Uitspraak
RECHTBANK AMSTERDAM
1.Procesgang
2.Inhoud van het klaagschrift
3.Standpunt van het Openbaar Ministerie
4.Beoordeling
5.Beslissing
ongegrond.
Rechtbank Amsterdam
In deze zaak heeft de Rechtbank Amsterdam op 16 oktober 2020 uitspraak gedaan op klaagschriften ex artikel 552a van het Wetboek van Strafvordering (Sv) betreffende de teruggave van een in beslag genomen hond. Klager, vertegenwoordigd door zijn raadsman mr. A. Hashem Jawaheri, diende op 28 augustus 2020 een klaagschrift in, gevolgd door een tweede klaagschrift op 1 september 2020. Beide klaagschriften werden gezamenlijk behandeld. Het Openbaar Ministerie heeft op 6 september 2020 zijn standpunt kenbaar gemaakt, waarna de rechtbank op 2 oktober 2020 een tussenbeschikking heeft gegeven. Tijdens de openbare zitting op 16 oktober 2020 zijn klager, zijn raadsman en de officier van justitie gehoord.

- VERSTREKTE GEGEVENS -
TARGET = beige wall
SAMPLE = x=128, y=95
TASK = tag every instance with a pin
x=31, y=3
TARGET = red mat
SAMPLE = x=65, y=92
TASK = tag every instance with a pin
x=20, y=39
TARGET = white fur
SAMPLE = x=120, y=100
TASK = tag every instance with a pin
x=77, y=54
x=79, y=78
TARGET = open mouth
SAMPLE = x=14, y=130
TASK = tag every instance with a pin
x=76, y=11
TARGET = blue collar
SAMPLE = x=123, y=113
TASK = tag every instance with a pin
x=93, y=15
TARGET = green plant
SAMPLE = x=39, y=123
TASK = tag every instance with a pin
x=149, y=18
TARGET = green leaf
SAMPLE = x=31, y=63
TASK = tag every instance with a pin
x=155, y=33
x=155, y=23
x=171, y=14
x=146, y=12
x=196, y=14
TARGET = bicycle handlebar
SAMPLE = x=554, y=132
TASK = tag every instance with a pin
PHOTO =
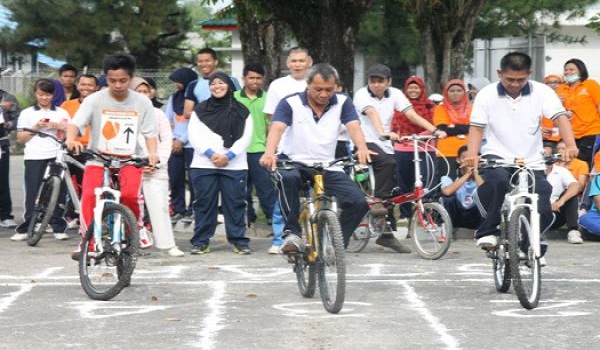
x=288, y=163
x=518, y=162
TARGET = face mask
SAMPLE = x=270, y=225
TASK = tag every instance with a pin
x=572, y=79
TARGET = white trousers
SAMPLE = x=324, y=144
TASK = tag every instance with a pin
x=156, y=196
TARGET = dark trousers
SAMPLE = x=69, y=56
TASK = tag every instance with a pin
x=568, y=214
x=5, y=200
x=208, y=184
x=351, y=200
x=405, y=171
x=259, y=177
x=491, y=195
x=34, y=175
x=384, y=168
x=179, y=165
x=461, y=217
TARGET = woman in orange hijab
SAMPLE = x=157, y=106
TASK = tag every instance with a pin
x=453, y=117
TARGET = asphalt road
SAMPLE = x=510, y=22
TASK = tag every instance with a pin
x=226, y=301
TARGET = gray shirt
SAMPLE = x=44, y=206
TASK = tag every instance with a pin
x=116, y=124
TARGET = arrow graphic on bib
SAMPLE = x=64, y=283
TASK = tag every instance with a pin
x=127, y=133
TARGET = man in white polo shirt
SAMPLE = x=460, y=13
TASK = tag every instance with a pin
x=376, y=103
x=314, y=118
x=506, y=123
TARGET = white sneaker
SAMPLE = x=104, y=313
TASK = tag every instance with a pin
x=175, y=252
x=574, y=237
x=61, y=236
x=72, y=224
x=8, y=223
x=18, y=237
x=487, y=242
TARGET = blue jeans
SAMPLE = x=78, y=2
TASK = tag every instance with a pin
x=259, y=177
x=208, y=184
x=178, y=164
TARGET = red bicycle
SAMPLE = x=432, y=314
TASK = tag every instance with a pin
x=430, y=226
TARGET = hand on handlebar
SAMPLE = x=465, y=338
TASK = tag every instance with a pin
x=269, y=161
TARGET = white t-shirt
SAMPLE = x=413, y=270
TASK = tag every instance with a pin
x=279, y=89
x=385, y=106
x=37, y=147
x=560, y=178
x=513, y=125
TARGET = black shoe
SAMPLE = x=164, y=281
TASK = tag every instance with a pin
x=242, y=250
x=200, y=249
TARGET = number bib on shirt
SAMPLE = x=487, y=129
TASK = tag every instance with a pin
x=119, y=132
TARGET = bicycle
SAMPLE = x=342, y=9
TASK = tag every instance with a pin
x=429, y=227
x=322, y=254
x=108, y=251
x=516, y=257
x=56, y=173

- OPDRACHTEN -
[1] Leg in één tot drie zinnen uit waarom er volgens de tekst over de in beslag genomen hond klaagschriften ex artikel 552a Sv werden ingediend.
[2] Zet de tekst over de in beslag genomen hond voort vanaf het punt waar die ophoudt.
De gegevens staan los van de tekst.

- SCHRIFTELIJKE ANTWOORDEN -
[1] De klaagschriften gingen over de teruggave van een hond die in beslag was genomen. Daarom diende klager, via zijn raadsman, op 28 augustus en 1 september 2020 klaagschriften ex artikel 552a Sv in.

[2]
Het klaagschrift strekt tot teruggave van de hond, die in beslag is genomen na een bijtincident op 3 april 2020. Klager betwist dat zijn hond op dat moment niet aangelijnd was, terwijl het Openbaar Ministerie stelt dat de hond vatbaar is voor verbeurdverklaring of onttrekking aan het verkeer. De rechtbank heeft in haar beoordeling gekeken naar de eerdere bijtincidenten en het risico dat de hond vormt voor andere dieren en mensen. De rechtbank concludeert dat het niet hoogst onwaarschijnlijk is dat de strafrechter later tot verbeurdverklaring of onttrekking aan het verkeer zal overgaan, gezien het agressieve gedrag van de hond en de onbetrouwbaarheid van klager als eigenaar.
De rechtbank heeft daarom het beklag ongegrond verklaard, wat betekent dat de hond niet zal worden teruggegeven aan klager. Deze beslissing is openbaar uitgesproken en klager heeft de mogelijkheid om binnen veertien dagen beroep in cassatie aan te tekenen bij de Hoge Raad.